• SOURCE TEXT:
....................

# Flat tire in an ice storm.



## ukrkoz (Dec 31, 2010)

You need a headmount camera, man. Unless you do, but I see you use only one hand.
Anyhow. That's a solid jack. $37 Tractor Supply. As soon as I got my RAM, one went into it. Invaluable for trucks.
Hey, here's an idea. Jack side up, use soap water to spot leak, and plug right on the vehicle. Have no doubt you have them plugs. Much faster. Unless you are caught place else away from compressor. But, even if you drove there, you surely have a 12V comp, right?


----------



## lenaitch (Feb 10, 2014)

I'm missing the ice storm connection.


----------



## Bigplanz (Apr 10, 2009)

The leak was at the bead according to the Goodyear guy. Second bead leak I have had in six months.

The ice storm caused Goodyear's power to go out for three days. If they had power, they would have put it on for me. Since I bought the tire there, it was free. No biggie. I need the exercise.


----------



## SeniorSitizen (Sep 10, 2012)

....................

• SUPPLIED INFORMATION:
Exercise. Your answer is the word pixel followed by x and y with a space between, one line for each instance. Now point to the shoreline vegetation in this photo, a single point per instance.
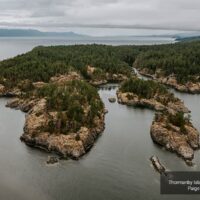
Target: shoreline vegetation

....................

• TASKS TO COMPLETE:
**1.** Rewrite the stretch of the flat-tire thread from "The leak was" through "need the exercise.", putting "valve stem" in place of "bead".
**2.** Answer these questions from the flat-tire thread:
(a) How much did the jack cost, and where was it bought?
(b) How long was Goodyear's power out?
(c) Why would Goodyear have fixed the tire for free?
**3.** Continue the forum thread about the flat tire in the ice storm from where it stops.

• RESULTS BY TASK:
**1.**
The leak was at the valve stem according to the Goodyear guy. Second valve stem leak I have had in six months.

The ice storm caused Goodyear's power to go out for three days. If they had power, they would have put it on for me. Since I bought the tire there, it was free. No biggie. I need the exercise.

**2.**
(a) It cost $37 at Tractor Supply.
(b) Three days.
(c) The tire had been bought there.

**3.**
Bead leaks aren't very common; any thoughts on what's causing those?


----------



## SeniorSitizen (Sep 10, 2012)

ukrkoz said:


> You need a headmount camera, man.


Please don't. It takes me about a half second to click one of those videos off.


----------



## lenaitch (Feb 10, 2014)

SeniorSitizen said:


> Bead leaks aren't very common; any thoughts on what's causing those?



Apparently not that uncommon with older alloy rims - they get pitted


----------



## HenryMac (Sep 12, 2018)

Depending on where you are, that big jack won't fit under the suspension, you'll need to use the little one.



Bigplanz said:


> The leak was at the bead according to the Goodyear guy. Second bead leak I have had in six months.
> 
> The ice storm caused Goodyear's power to go out for three days. If they had power, they would have put it on for me. Since I bought the tire there, it was free. No biggie. I need the exercise.





lenaitch said:


> Apparently not that uncommon with older alloy rims - they get pitted


Some tire places will coat the bead area of the wheel with contact cement to seal the pitted area, just prior to seating the bead on the rim.

For what it's worth.......

And a can of fix a flat would have gotten you back on the road, without even changing the tire.

That being said, I hate fix a flat, it gunks up the inside of the tire and the wheel, but there are times when it can get you off the side of the road and to a safer location.


----------



## Bigplanz (Apr 10, 2009)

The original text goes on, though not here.